__Data under study__
- - - - -
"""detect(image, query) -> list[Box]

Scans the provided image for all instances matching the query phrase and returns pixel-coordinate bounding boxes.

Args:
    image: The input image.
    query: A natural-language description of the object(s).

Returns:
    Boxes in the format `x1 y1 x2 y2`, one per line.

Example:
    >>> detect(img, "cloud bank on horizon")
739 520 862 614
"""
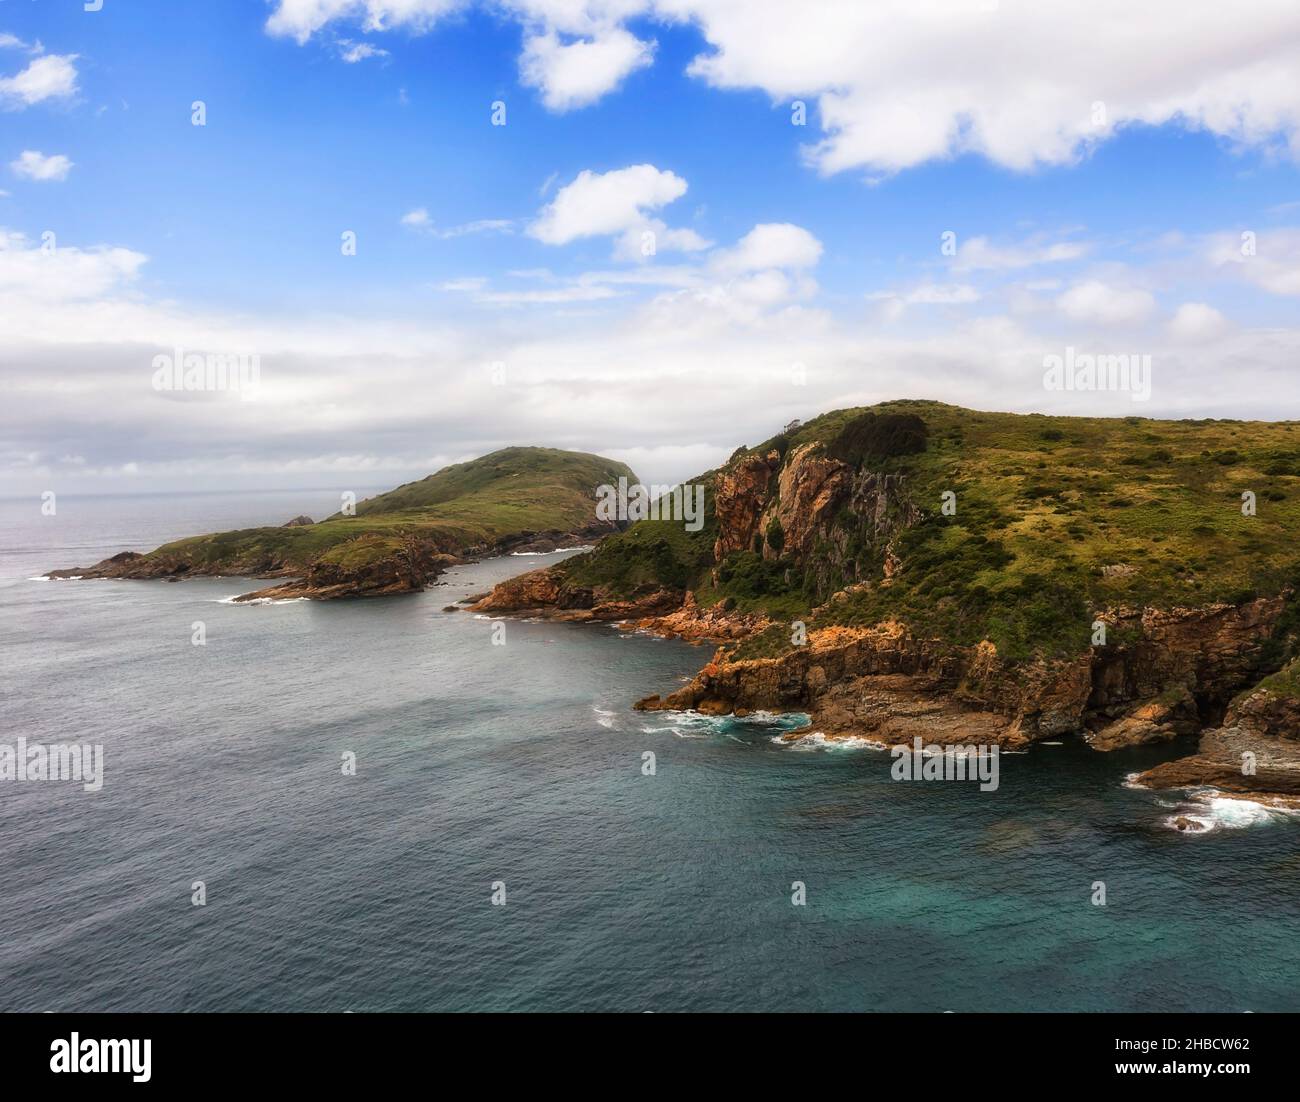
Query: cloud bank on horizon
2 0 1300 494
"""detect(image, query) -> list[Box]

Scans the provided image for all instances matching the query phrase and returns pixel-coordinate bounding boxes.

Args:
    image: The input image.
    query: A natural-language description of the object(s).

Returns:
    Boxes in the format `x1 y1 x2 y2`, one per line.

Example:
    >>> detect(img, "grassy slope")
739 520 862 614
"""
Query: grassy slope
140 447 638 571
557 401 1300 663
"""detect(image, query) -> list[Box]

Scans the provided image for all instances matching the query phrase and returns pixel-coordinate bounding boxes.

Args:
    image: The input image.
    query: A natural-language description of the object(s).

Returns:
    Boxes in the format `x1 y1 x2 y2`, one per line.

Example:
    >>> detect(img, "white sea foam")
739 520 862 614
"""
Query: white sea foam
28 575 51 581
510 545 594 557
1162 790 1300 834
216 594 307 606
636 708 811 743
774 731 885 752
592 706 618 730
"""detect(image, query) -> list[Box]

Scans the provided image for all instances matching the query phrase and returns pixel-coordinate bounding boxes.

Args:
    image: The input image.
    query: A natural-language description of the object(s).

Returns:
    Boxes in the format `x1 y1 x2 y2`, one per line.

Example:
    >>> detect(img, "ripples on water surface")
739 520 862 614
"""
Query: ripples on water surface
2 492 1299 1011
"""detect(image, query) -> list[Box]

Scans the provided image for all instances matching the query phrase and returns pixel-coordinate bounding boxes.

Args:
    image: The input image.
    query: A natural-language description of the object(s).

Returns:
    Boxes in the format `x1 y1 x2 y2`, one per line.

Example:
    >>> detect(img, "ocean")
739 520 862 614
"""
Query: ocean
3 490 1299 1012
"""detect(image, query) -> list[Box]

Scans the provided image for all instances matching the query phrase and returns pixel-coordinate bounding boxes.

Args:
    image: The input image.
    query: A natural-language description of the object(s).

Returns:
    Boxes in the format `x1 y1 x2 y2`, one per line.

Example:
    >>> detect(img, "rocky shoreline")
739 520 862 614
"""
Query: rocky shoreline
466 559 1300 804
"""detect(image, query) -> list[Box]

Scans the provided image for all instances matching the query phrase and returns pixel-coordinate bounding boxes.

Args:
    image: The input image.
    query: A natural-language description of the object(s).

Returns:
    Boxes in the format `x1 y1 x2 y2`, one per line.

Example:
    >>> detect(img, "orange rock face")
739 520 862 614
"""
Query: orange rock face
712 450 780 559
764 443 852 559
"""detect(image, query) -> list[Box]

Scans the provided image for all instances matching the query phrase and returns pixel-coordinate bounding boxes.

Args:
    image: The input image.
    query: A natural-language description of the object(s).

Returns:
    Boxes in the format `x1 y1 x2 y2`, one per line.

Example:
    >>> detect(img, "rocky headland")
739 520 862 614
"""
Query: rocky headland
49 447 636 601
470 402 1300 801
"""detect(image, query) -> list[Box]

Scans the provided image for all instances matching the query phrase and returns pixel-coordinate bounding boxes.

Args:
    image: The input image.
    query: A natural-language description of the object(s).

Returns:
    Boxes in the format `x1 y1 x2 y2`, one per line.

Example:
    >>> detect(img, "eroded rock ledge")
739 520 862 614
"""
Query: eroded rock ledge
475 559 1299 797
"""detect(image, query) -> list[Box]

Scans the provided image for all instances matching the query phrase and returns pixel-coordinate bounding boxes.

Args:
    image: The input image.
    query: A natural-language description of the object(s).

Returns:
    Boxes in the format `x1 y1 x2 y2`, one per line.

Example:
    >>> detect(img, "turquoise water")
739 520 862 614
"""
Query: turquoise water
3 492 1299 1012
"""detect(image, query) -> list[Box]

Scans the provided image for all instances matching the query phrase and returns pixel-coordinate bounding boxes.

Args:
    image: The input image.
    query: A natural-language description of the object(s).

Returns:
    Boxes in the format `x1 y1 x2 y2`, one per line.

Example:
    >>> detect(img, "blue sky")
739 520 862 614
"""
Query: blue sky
- - - - -
__What you are asked to do__
Would you retype the listing above exactly, omitting its pictures?

__Answer to the problem__
"""detect(image, query) -> list[Box]

Scans the provided image for all instances matching the query phrase and returns pixel-coordinate bounding boxes.

Args:
    image: The input image.
    query: A natural-language description of the object(s).

Returns:
    Boxes in the format `x1 y1 x2 y2`, one per line.

Example:
    >>> detect(img, "cloud bank on horizon")
739 520 862 614
"""
Query: cloud bank on horizon
2 0 1300 494
"""detect(image, query) -> list[Box]

Scans the provided image for all instances matching the query phrase and returns pixel-coordinate bounding boxes.

Args:
    image: The input image.
    query: A natural-language description of the object(s).

Returns:
    Boxes in the format `x1 y1 x2 y2`, one per line.

Example:
    >>> detect(img, "grassy slope")
739 520 862 614
"""
Query: grassy slope
140 447 638 571
557 401 1300 663
"""detect(image, query) -> list[Box]

Scans the provided image for all instances matching the query phrase and returns pixel-coordinate bounding boxes.

Args:
    image: The input image.
    query: A natural-language description of the object(s).

Returns:
    Boxes in the format `x1 y1 x2 y2`, one per line.

Example:
    >>> detect(img, "white sea foam")
739 520 862 614
"""
Query: white sea foam
28 575 51 581
510 545 594 557
1162 790 1300 834
216 594 307 606
636 708 811 743
774 731 885 752
592 706 618 730
"""detect(image, query) -> list[Box]

Scans the provided image for all instances matching the query phrase and returns pixel-coordinate bounding boxes.

Args:
    image: The input image.
    query: A natural-language description of the object(s).

Returns:
    Boxes in the format `x1 y1 x2 y2`, one per line.

Example:
    >>> detect(img, "ripples on water surface")
739 520 862 614
"""
Query: ripples on water surface
2 492 1299 1011
"""detect(image, query) -> list[Box]

Scans the provided image for all instances matching the query phrase and returns pixel-coordinate bounding boxes.

Args:
    image: The input image.
    query: A natural-language description of the object(s).

Returns:
    Boxes in the format `x1 y1 x2 y2`, one per line.

Example:
    >>> detect(img, "ocean")
739 520 862 614
"""
Query: ocean
3 490 1299 1012
"""detect(image, query) -> list[Box]

Scans the provided image for all instances matching the query phrase and returns pixel-coordinate bounding boxes.

Args:
    image: The input image.
    query: A natural-language description of the object(s).

Returns:
    Boxes in the format `x1 y1 x2 y2`, one per line.

Example:
    >>> detect(img, "rocky shoreline")
739 520 862 614
"""
Query: rocky shoreline
466 559 1300 804
"""detect(image, query) -> list[Box]

Scans the provided image for all instances matching the query phrase and returns pixel-coordinate bounding boxes.

Args:
    image: The input image.
    query: A natural-language description of the object(s).

Returns:
    Boxes in the format `x1 y1 x2 y2`, one per line.

Example:
    >>> detect(img, "orange rock face")
739 520 862 614
"""
Query: orange rock face
712 450 780 559
764 443 852 559
"""detect(image, query) -> list[Box]

Scans the provided image for all instances matching the query phrase and returns pixel-coordinate bounding boxes.

Args:
    image: The input image.
    query: A natural-language description of the object(s).

Returns:
    Boxes in the format `x1 y1 x2 y2`, one per line.

Example:
    >>> detect(img, "rocky headland")
739 520 862 614
"""
Query: rocky headland
49 447 636 601
470 402 1300 801
"""detect(image, query) -> list[Box]

Scans the provided image for all instances matching the query phrase and returns pixel-coordinate bounding boxes.

Args:
    image: The input image.
    query: A natural-language description of the object(s).

Returns:
    Boxes in the format `x1 y1 x2 y2`, one per line.

Example:
    >>> detect(img, "eroded rock ledge")
739 520 862 614
"""
Query: eroded rock ledge
475 559 1299 797
"""detect(image, query) -> list[Box]

Scans the provided image for all instances matching the query phrase and returns pixel-coordinate bounding boxes.

Args:
    image: The input image.
    query: A natural-language description of the object(s).

Returns:
    Boxes in the format `x1 y1 x2 y2`, one per line.

Example:
    >>> detect(img, "turquoise water")
739 520 862 614
"""
Query: turquoise water
3 492 1299 1012
"""detect(image, query) -> list[Box]

Scans the provided image for all instances matching the query phrase and returns pixel-coordinate bounding boxes.

Args:
    image: The input image.
    query: A natural-language description of the object(s).

Returns:
    Boxes in the format `x1 y1 x2 y2`, one per line.

Example:
    >>> detect(img, "blue sky")
739 520 862 614
"""
Query: blue sky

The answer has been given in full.